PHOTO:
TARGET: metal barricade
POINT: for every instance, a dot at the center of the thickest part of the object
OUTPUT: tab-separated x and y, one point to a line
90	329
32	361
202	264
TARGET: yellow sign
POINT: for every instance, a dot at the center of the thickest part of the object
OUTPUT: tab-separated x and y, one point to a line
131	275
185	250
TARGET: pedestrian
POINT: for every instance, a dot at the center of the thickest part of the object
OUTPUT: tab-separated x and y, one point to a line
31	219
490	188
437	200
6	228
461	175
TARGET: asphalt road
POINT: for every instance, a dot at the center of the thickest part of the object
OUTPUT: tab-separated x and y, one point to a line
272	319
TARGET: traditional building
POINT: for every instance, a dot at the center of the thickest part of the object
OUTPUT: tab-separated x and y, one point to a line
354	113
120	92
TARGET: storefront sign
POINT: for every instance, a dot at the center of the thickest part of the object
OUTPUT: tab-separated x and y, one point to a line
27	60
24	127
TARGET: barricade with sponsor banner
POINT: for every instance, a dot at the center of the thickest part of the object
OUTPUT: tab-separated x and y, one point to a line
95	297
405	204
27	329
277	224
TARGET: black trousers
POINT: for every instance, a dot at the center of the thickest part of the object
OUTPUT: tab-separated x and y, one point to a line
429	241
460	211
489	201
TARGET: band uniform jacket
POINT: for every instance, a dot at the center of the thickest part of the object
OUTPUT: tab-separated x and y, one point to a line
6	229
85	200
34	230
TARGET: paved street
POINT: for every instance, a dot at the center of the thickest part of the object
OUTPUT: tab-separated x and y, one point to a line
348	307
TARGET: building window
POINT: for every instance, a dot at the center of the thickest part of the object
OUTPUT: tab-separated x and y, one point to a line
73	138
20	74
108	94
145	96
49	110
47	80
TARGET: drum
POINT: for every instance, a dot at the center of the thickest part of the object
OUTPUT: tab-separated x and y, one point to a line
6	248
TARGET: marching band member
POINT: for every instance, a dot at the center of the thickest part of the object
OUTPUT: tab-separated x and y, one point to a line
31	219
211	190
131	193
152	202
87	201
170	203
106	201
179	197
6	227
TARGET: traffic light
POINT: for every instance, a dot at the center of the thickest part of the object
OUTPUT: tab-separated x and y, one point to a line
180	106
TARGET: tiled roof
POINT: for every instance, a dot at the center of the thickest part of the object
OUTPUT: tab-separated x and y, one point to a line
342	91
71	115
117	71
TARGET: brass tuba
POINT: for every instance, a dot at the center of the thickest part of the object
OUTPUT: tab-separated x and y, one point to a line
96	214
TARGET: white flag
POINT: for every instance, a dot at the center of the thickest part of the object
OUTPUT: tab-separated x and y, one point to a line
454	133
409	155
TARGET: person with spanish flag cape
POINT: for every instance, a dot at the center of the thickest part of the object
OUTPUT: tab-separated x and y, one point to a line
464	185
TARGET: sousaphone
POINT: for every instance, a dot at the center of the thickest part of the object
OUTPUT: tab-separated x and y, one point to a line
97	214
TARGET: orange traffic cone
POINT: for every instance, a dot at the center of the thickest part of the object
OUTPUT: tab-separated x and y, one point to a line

### Set exercise
Rewrite every one of the lines above so that "thickest part" becomes "widest part" wherever it occurs, and leave everything else as it is.

### Written answer
PHOTO:
TARGET: metal barricade
POINT: for every instance, a dot at the center of the widest part of the object
OUTPUT: tab-separated x and y, one point to a line
90	329
32	361
202	264
TARGET: yellow sign
POINT: for every instance, a dot at the center of the widest part of the object
OUTPUT: tab-separated x and y, one point to a line
131	275
185	250
TARGET: pedestrian
POINT: for every instance, a dot at the center of the widest part of the object
OUTPUT: tab-separated x and y, one point to a line
31	219
490	188
437	200
6	228
461	175
TARGET: asphalt road
POINT: for every instance, a dot at the center of the widest part of the object
OUTPUT: tab-separated x and y, one point to a line
272	319
TARGET: traditional building
POINT: for every instance, a dot at the center of the widest part of the object
OUTPUT: tab-separated x and y, one point to a line
354	113
120	92
TARGET: storefront sign
POINT: for every instance, a dot at the center of the widest part of the object
OUTPUT: tab-separated x and y, one point to a line
27	60
24	127
TARGET: barricade with sponsor banner
POINT: for every instance, a dot at the center of the widest part of the object
OUTPUT: tab-separated x and y, one point to a line
95	297
405	204
27	329
277	224
TARGET: black trousers
POINT: for every instance, a dot at the center of the widest part of the object
OUTPUT: tab-separated x and y, one point to a line
429	241
460	211
489	201
TARGET: band uniform jacket
POINT: for every instance, a dot at the center of the widest part of the object
OUTPUT: tab-separated x and y, one point to a line
6	229
85	200
34	230
TARGET: paved street
POINT: for every instance, a dot at the center of the widest part of the object
OUTPUT: tab-separated x and y, one point to a line
348	307
TARGET: building window
POINT: for every instance, a dot at the center of the widest part of the object
OUTPUT: tab-separated x and y, one point to a line
73	138
20	74
108	94
145	96
49	110
47	80
TARGET: drum
POINT: for every instance, a dot at the center of the widest part of the object
OUTPUT: tab-separated x and y, one point to a line
6	248
TARGET: marching band member
POINT: for every instance, a dot at the center of the widest part of the object
OUTPUT: tab-separated x and y, one point to a line
31	219
211	190
131	193
152	202
87	201
170	203
106	201
179	197
6	227
TARGET: traffic light
POINT: for every instance, a dot at the center of the widest part of the object
OUTPUT: tab-separated x and y, one point to a line
180	106
TARGET: tiled roof
POINT: for every instance, a dot at the center of the widest part of the object
OUTPUT: tab-separated x and y, one point to a line
342	91
71	115
117	71
TARGET: brass tuba
POINT: for every instance, a dot at the center of the widest part of the object
OUTPUT: tab-separated x and y, one point to a line
96	214
TARGET: white flag
POINT: for every instance, a dot at the center of the widest part of the object
OUTPUT: tab-separated x and y, one point to a line
454	133
409	155
TARGET: person with spanish flag cape
POINT: for every instance, a dot at the center of the widest part of the object
OUTPUT: tab-separated x and y, one point to a line
464	185
TARGET: sousaphone
POINT: for every instance, a dot at the center of the widest part of the object
OUTPUT: tab-separated x and y, one point to a line
97	214
TARGET: orange traffic cone
POINT: for every instance, a dot at the center of the widest part of the object
OUTPUT: tab-separated x and y, one point to a line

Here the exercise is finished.